### Given task A
Select each line in the records below that contains the string "striped", matching its case exactly, and copy those lines.

### Text segment
“Teamwork makes the dream work” is something everyone has heard. Whatever the context is, the sentiment remains the same: When a team works well together, goals are achieved.
Luke Self sees this idea in action every day. He owns Fast Lube in Ripley, Tennessee. His team operates much like a well-oiled machine, if you’ll pardon the pun.
“Let's (say), for instance, your courtesy guy got tied up on a 4-wheel drive truck and spent a lot of time putting air in the tires, the hood technicians … they'll jump in and help vacuum the car (and) clean the windows,” Self says. “Everybody helps. (A) guy gets down in the pit and he gets tied up with a skid plate, somebody's running down to help him out. And you don’t even have to tell them that. They just do it.”
Over at The Ranch Quick Lube in Morgantown, West Virginia, General Manager Kevin Bode oversees a team environment that encourages a productive group effort for the betterment of everyone.
“We kind of have a motto, ‘Let go so others can grow,’” Bode says. “So, we provide opportunity for those that want to grow and hold them accountable for the tasks. They all know that their growth is based on teaching others and managing others to achieve or accomplish our vision.”
Even though Self and Bode are at different shops, employee management is a throughline for both. Proper management is crucial to the integrity of a shop’s structure, and it’s subject to change as necessary.
Take a moment to think about your approach to employee management and how it’s changed over the course of your shop ownership. Is your team working to make the dream work?
Luke Self assumed the role of shop owner in October 2022, but he’s not new to the industry. In fact, he’s dedicated about 20 years to it. Some previous experience includes being a district manager for eight Grease Monkey shops, and before that he helped run a network of four quick lubes based in Rapid City, South Dakota. The move to ownership of Fast Lube in Ripley was a natural one.
“That … just kind of fell into my lap,” Self says. “My kids live in Tennessee, and through different channels somebody gave me a phone call and said it was for sale. I looked into it, looked at the numbers and made an offer and purchased it.”
Self has seven full-time employees at his three-bay shop. He says success at his shop is a team effort, and he’s happy to exemplify what that means.
“I’m more ‘lead by example,’” Self says. “I’m hands-on. I’m in the shop, I work the pit, I’ll take out trash. That, to me, has been the big management style that I’ve been my whole career. I won’t ask anybody to do anything I wouldn’t do myself.”
Self says they have a bonus system that’s based on shop performance, not individual performance. But individual attention is still important.
“I’ve never begrudged any employee for trying to better their life quality or their life circumstance,” Self says. “And that’s what me and my wife are firm believers in is quality of life over work … I've gotten comments from the employees that were with the previous owner of just the little differences that me and my wife have instilled into the business model that they didn’t even know was a possibility.”
Supporting his employees in this way has paid off. One of his favorite parts about managing employees is watching them thrive.

### Given task B
Set down the passage from the article on shop teamwork above, starting with "Even though Self" and going on through "the dream work?".

[Dataset entries]

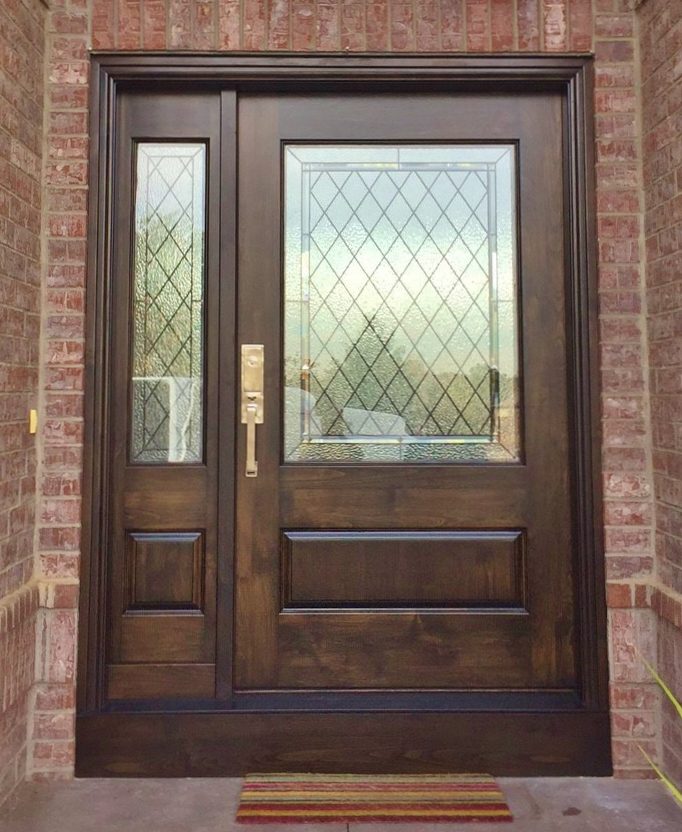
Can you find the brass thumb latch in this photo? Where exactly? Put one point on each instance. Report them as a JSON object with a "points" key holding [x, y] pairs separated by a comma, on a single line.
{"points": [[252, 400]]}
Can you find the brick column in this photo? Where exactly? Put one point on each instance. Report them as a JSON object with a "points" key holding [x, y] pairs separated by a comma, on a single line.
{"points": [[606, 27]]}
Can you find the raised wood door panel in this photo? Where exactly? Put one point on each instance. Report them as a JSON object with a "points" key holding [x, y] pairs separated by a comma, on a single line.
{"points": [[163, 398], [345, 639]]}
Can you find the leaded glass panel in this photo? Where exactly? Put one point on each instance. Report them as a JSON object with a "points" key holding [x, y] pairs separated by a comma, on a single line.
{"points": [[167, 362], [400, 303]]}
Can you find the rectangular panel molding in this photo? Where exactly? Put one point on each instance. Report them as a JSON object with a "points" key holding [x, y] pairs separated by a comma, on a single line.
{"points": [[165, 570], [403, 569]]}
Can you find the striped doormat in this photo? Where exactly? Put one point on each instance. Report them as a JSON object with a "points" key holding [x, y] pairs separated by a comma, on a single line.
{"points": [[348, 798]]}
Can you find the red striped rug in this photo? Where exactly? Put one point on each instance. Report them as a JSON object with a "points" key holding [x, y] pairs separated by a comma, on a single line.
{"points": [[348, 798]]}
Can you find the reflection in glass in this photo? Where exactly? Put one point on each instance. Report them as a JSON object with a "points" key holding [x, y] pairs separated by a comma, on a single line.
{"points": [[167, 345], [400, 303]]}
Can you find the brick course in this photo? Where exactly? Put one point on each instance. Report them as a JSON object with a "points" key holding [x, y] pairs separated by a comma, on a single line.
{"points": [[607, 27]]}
--
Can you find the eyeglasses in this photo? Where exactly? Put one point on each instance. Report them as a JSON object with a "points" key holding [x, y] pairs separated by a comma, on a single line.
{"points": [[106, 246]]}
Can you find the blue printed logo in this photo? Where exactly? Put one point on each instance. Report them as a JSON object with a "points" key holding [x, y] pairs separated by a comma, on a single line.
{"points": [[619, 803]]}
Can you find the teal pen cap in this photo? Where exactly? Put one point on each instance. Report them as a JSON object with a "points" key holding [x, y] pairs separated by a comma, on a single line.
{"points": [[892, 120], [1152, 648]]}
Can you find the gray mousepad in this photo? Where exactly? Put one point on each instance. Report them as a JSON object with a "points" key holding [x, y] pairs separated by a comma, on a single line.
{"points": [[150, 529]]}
==
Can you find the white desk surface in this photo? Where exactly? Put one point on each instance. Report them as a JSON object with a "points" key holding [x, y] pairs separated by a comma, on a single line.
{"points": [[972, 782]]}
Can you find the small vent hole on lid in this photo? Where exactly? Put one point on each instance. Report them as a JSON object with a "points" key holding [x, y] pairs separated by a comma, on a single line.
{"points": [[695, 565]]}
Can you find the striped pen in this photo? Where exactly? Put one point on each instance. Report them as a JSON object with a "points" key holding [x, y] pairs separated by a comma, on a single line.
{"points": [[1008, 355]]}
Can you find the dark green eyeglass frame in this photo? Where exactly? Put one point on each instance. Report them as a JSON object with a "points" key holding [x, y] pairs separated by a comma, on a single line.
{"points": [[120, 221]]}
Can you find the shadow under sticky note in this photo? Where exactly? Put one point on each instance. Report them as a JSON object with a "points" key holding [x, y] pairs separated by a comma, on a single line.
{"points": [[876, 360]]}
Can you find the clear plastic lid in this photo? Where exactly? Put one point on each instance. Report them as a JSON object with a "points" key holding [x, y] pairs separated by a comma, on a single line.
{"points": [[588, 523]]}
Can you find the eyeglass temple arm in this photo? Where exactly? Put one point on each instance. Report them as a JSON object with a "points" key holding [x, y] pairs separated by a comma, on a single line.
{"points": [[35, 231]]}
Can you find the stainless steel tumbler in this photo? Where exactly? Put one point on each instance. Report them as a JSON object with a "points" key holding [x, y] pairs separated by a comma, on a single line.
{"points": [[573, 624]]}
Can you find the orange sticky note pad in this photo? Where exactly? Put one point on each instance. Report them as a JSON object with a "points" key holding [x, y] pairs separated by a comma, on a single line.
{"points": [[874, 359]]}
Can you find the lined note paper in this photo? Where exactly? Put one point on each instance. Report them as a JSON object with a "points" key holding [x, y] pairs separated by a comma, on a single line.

### Complete output A
Can you find the striped doormat in this photo? Where exactly? Put one point on each instance. Report them as a JSON object with a "points" key holding [x, y] pairs separated by a comma, on a single line.
Can you find the red striped rug in this photo? Where exactly? Put one point on each instance. Report them as a JSON object with a "points" key holding [x, y] pairs separated by a comma, on a single line.
Can you find the striped pen in this photo? Where exactly? Put one point on each instance. Report them as a JSON object with a "points" key holding [x, y] pairs separated by a comma, on a single line.

### Complete output B
Even though Self and Bode are at different shops, employee management is a throughline for both. Proper management is crucial to the integrity of a shop’s structure, and it’s subject to change as necessary.
Take a moment to think about your approach to employee management and how it’s changed over the course of your shop ownership. Is your team working to make the dream work?